● **Requirements**
Reproduce the listing below in full, swapping every "roadway-occupancy count" for "site-inventory count" and leaving everything else unchanged.

=== Listed entries ===

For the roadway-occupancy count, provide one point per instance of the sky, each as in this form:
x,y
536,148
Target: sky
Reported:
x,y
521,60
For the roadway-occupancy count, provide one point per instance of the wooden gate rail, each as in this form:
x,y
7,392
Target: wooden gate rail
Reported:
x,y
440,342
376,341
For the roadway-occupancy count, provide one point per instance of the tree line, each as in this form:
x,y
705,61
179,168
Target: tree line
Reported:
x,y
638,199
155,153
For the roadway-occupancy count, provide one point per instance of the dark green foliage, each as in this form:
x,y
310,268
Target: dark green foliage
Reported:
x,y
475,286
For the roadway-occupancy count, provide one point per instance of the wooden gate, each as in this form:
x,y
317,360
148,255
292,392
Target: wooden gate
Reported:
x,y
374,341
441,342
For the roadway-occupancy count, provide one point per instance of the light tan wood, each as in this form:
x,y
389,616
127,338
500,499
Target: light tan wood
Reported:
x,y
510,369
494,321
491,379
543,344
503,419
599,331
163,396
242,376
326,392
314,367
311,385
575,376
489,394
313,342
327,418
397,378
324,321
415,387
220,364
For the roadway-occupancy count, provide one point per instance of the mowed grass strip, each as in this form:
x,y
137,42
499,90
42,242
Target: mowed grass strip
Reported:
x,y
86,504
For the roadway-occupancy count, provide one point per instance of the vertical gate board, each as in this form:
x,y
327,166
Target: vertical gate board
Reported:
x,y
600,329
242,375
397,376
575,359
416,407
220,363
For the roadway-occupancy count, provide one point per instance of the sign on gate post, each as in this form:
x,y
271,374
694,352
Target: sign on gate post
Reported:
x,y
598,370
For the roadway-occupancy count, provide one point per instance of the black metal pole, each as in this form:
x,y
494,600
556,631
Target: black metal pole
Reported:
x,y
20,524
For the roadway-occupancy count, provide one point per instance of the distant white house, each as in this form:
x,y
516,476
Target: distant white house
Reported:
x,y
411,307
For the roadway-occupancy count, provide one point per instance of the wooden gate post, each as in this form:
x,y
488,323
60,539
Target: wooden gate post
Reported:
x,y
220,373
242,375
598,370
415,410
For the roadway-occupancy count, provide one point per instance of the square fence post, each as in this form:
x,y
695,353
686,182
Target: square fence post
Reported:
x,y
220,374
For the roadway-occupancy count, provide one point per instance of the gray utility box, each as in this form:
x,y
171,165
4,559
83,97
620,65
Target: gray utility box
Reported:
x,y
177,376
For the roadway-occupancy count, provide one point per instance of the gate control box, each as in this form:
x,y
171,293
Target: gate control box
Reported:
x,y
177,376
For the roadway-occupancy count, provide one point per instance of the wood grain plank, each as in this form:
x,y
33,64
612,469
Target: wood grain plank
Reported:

===

● **Written answer**
For the site-inventory count, provide one point per instance of the sky, each as in this form:
x,y
536,148
Target: sky
Reported:
x,y
521,60
For the site-inventory count, provide one point per instance of the wooden gate rail, each as in this form:
x,y
7,392
Target: wooden gate rail
Reported:
x,y
440,342
376,341
For the site-inventory count, provide one point per instance of the tree line, each as in this form:
x,y
705,61
179,168
Target: tree line
Reported:
x,y
638,199
155,153
For the site-inventory count, provide one point per instance of the dark green foliage, each as in this form:
x,y
310,268
Target: dark green foliage
Reported:
x,y
475,286
For the site-inventory count, provide one point per instance of the wooden gate, each as in this form:
x,y
317,360
148,255
292,392
Target: wooden gate
Reported:
x,y
374,341
441,342
For the site-inventory count, provide one point per instance of the light tan wood, each as in this form:
x,y
389,616
127,338
500,499
Target: light tan wood
Reported:
x,y
510,369
494,321
491,379
543,344
503,419
599,331
163,396
242,376
326,392
314,367
311,385
575,376
489,394
313,342
327,418
397,378
324,321
415,387
220,364
For the site-inventory count, provide one point per instance of the mowed grass strip, each as in this form:
x,y
137,42
499,90
42,242
Target: mowed grass strip
Reported:
x,y
86,504
For the site-inventory count, provide one point per instance of the vertical gate board, each as in this form:
x,y
327,166
Target: vertical gate board
Reported:
x,y
600,329
242,375
397,376
575,359
416,407
220,363
For the site-inventory count, provide one point per instance of the sign on gate post, each as in this form:
x,y
271,374
694,352
Target: sign on gate post
Reported:
x,y
598,370
For the site-inventory count, provide one point per instance of the black metal pole, each as in this form:
x,y
494,600
556,631
Target: black metal pole
Reported:
x,y
20,524
For the site-inventory count, provide one point per instance of the distant white house, each as in this form:
x,y
516,476
Target: distant white house
Reported:
x,y
411,307
For the site-inventory count, provide one point per instance of the wooden gate post, each as in this form:
x,y
488,323
60,539
Target: wooden gate post
Reported:
x,y
220,373
242,375
598,370
415,410
For the site-inventory count, provide one point per instance of the square fence post, each as in this form:
x,y
695,353
686,182
Target: square fence post
Reported:
x,y
220,374
For the site-inventory count, provide one point per instance of the gray utility box, each as in this form:
x,y
171,165
4,559
83,97
620,65
Target: gray utility box
Reported:
x,y
177,376
For the site-inventory count, provide one point per instance of the gate control box, each as in this form:
x,y
171,293
Target: gate control box
Reported:
x,y
177,376
For the site-inventory count, provide one point per instance of the wood grain plank, each as in this form:
x,y
33,64
612,469
Target: wood grain plank
Reported:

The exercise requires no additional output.